* start *
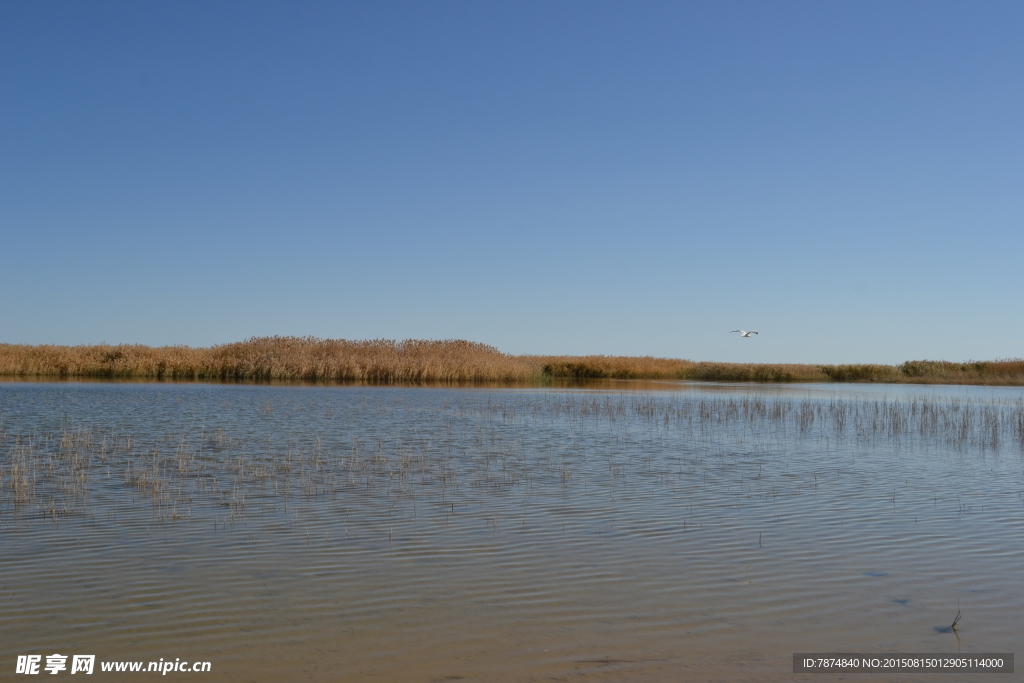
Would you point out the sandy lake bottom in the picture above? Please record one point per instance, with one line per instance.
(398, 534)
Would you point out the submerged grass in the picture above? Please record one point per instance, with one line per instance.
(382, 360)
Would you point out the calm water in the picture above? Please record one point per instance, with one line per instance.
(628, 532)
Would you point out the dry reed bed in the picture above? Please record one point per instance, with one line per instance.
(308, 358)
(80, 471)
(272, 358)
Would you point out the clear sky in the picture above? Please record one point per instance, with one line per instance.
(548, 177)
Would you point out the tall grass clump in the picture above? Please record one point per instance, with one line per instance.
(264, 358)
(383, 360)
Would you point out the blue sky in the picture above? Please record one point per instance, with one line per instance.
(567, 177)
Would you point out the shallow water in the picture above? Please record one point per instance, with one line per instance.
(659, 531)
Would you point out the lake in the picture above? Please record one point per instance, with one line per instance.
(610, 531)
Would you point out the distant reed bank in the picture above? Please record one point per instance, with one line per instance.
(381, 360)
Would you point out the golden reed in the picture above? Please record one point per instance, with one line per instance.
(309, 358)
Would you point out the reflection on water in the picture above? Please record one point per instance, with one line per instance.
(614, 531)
* end *
WRITTEN PROBLEM: Transcribe all of the records above word for word, leaving out the pictures.

RESULT OF THIS EXERCISE:
Would you point out the sandy lake bottom in the picture above? Please record one point per instance, with one line per instance.
(398, 534)
Would you point out the submerged grass in the picture above? Please record one point per instance, with one line per instance.
(382, 360)
Would you point out the calm water in the picture above? Please record one point per instance, with one line per instance.
(628, 532)
Would you point out the dry reed bed in the picture above? Please record one point per instance, with one line per instance.
(308, 358)
(80, 471)
(272, 358)
Would you point out the clear sky in the picture above? Please record one point per instance, with one line per instance.
(548, 177)
Would you point out the tall grass clump in the picture above? Please record one point per instance, with one line per instance.
(264, 358)
(383, 360)
Would you point out the blue sky in the picture above? Please record one point per instance, with one line per instance.
(567, 177)
Would you point out the shallow water in the picture above? Please record one point per instance, with one line per instance.
(659, 531)
Would you point out the lake in the picture above? Please record one point per instance, with one line per instance.
(610, 531)
Would you point out the distant reed bank in the picture above? Please record one point per instance, with one line per instance.
(381, 360)
Would you point out the golden reed in the picture above? Please record one point per instance, with one line per instance.
(309, 358)
Would you point out the reflection on water in the picture above? Please record one point per instance, with one line per instance.
(614, 531)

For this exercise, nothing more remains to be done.